##### Document segment #####


    In the case of Bergeron v. Houma Hospital Corporation,[5] we held "[a]lthough an exception of prescription may be filed for the first time in an appellate court, it must be presented in a formal pleading. The peremptory exception of prescription cannot be injected as an issue in the case solely by brief or oral argument."[6] Since plaintiffs did not file a formal pleading raising this exception at either the trial court or appellate level, this argument is not before the court at this time.

    But defendant's claim may not have been dischargeable debt pursuant to state and federal law. Plaintiffs brought this action pursuant to Revised Statute 9:5166, which provides:

    Upon rule to show cause by any interested party against the clerk of court and ex officio recorder of mortgages of the several parishes and the recorder of mortgages for the parish of Orleans, the judgment creditor and a judgment debtor discharged in bankruptcy, the court shall order the cancellation of the inscription of any dischargeable judgment rendered twelve months previously unless the judgment creditor can prove that he continues to possess a secured interest in the property affected by such judgment, or any judgment rendered in a tort proceeding wherein the judgment debtor's liability arose out of his wil[l]ful negligence, or any judgment for taxes due or any other judgment otherwise not discharged in bankruptcy.

#####

## Try it
Reproduce everything from "Upon rule to" down to "discharged in bankruptcy." in the court opinion excerpt. The material that comes next has no connection to the court opinion excerpt.

##### Excerpted data #####

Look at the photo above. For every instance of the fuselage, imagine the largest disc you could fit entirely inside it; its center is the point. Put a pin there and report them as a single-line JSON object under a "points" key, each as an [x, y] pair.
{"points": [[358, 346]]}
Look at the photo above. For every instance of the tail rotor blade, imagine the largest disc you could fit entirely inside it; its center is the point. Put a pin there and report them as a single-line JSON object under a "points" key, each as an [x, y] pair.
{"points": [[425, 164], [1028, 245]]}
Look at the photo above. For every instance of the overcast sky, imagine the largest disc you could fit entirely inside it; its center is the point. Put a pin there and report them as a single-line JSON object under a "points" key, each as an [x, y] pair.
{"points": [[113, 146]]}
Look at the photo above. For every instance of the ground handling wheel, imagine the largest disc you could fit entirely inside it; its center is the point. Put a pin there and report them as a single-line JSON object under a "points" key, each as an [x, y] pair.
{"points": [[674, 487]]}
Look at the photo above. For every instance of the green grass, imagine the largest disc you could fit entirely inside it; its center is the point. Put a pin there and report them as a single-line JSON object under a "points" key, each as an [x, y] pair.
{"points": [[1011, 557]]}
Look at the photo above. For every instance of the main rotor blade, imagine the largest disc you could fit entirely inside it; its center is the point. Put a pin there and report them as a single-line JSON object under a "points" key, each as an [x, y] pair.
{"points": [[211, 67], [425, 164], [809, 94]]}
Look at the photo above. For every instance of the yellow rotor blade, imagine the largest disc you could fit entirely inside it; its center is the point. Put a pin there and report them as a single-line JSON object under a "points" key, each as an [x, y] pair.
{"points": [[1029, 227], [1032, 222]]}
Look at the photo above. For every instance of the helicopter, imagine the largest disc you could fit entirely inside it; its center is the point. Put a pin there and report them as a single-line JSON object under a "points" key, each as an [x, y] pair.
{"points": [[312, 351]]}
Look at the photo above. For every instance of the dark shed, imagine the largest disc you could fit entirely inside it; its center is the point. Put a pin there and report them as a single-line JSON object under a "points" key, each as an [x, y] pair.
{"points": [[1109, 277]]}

#####

## Result
Upon rule to show cause by any interested party against the clerk of court and ex officio recorder of mortgages of the several parishes and the recorder of mortgages for the parish of Orleans, the judgment creditor and a judgment debtor discharged in bankruptcy, the court shall order the cancellation of the inscription of any dischargeable judgment rendered twelve months previously unless the judgment creditor can prove that he continues to possess a secured interest in the property affected by such judgment, or any judgment rendered in a tort proceeding wherein the judgment debtor's liability arose out of his wil[l]ful negligence, or any judgment for taxes due or any other judgment otherwise not discharged in bankruptcy.